Coordinate annotation records

──────

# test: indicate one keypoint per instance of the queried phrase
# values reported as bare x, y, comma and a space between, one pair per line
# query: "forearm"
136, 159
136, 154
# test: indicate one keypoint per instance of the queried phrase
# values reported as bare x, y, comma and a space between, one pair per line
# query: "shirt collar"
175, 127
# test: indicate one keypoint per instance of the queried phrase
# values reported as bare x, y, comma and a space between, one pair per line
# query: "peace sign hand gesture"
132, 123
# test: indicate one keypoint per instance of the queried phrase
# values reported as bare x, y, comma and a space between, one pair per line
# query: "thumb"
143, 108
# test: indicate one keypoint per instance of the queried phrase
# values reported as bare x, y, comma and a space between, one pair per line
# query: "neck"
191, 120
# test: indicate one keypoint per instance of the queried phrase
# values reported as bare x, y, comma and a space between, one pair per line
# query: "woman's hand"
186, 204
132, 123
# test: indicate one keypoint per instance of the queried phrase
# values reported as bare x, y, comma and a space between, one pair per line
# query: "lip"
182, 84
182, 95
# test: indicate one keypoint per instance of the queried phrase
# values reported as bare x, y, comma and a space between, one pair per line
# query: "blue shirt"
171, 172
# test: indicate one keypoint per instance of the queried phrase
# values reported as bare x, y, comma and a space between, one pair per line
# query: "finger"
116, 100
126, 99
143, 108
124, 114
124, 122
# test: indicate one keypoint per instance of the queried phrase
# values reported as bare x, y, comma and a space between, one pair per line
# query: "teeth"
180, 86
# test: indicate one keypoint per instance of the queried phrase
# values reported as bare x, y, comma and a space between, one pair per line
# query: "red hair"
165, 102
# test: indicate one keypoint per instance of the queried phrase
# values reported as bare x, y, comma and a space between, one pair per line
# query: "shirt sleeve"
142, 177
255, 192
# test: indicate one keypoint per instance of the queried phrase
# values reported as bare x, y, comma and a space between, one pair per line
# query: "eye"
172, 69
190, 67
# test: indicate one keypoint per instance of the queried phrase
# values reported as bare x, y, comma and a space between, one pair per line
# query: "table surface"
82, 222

──────

Directive
Give the listing above again, word for word.

Worked solution
# test: indicate one keypoint per instance of the queried phrase
# values reported as bare x, y, comma and a space between, one pair per line
# query: "forearm"
136, 159
136, 154
# test: indicate one keypoint per instance of the queried phrase
# values reported as bare x, y, comma and a space between, one pair per line
# query: "shirt collar"
175, 127
# test: indicate one keypoint per instance of the queried phrase
# values reported as bare x, y, comma and a space between, one pair per line
# query: "peace sign hand gesture"
132, 123
# test: indicate one keypoint per instance of the queried phrase
# values reported as bare x, y, comma and a space between, one pair per line
# query: "thumb"
143, 108
# test: indicate one keypoint per instance of the queried phrase
# values reported as bare x, y, comma and a space between, one pair per line
# query: "neck"
191, 120
# test: indicate one keypoint per instance of the queried phrase
# values reported as bare x, y, comma and a space between, one pair per line
# query: "woman's hand"
186, 204
132, 123
# test: indicate one keypoint per instance of the queried phrase
# values reported as bare x, y, comma and a space between, one pair per line
# query: "lip"
182, 84
182, 95
# test: indicate one keypoint per instance of the queried phrase
# values reported as bare x, y, comma and a space between, one pair per line
# query: "blue shirt"
171, 172
# test: indicate one keypoint per instance of the queried phrase
# values reported as bare x, y, comma and a space between, one pair per line
# query: "finger"
116, 100
126, 99
143, 108
124, 114
124, 122
# test: indicate one keypoint per instance of the queried phrase
# values reported as bare x, y, comma and a space between, one pair per line
# query: "teeth"
180, 86
# test: indicate one keypoint per instance of the queried phrase
# values reported as bare x, y, comma and a space between, one pair per line
# query: "red hair"
165, 102
# test: indicate one keypoint per instance of the queried phrase
# values reported as bare x, y, comma and a space between, one pair per line
# query: "shirt sleeve"
142, 177
255, 192
# test: indicate one keypoint per instance of the queried phrase
# values reported as bare x, y, comma and a space between, one pair per line
# query: "eye"
172, 69
190, 67
# test: indicate one keypoint per instance of the queried phrase
# values reported as bare x, y, comma and a space between, one pair per line
# query: "table surface"
82, 222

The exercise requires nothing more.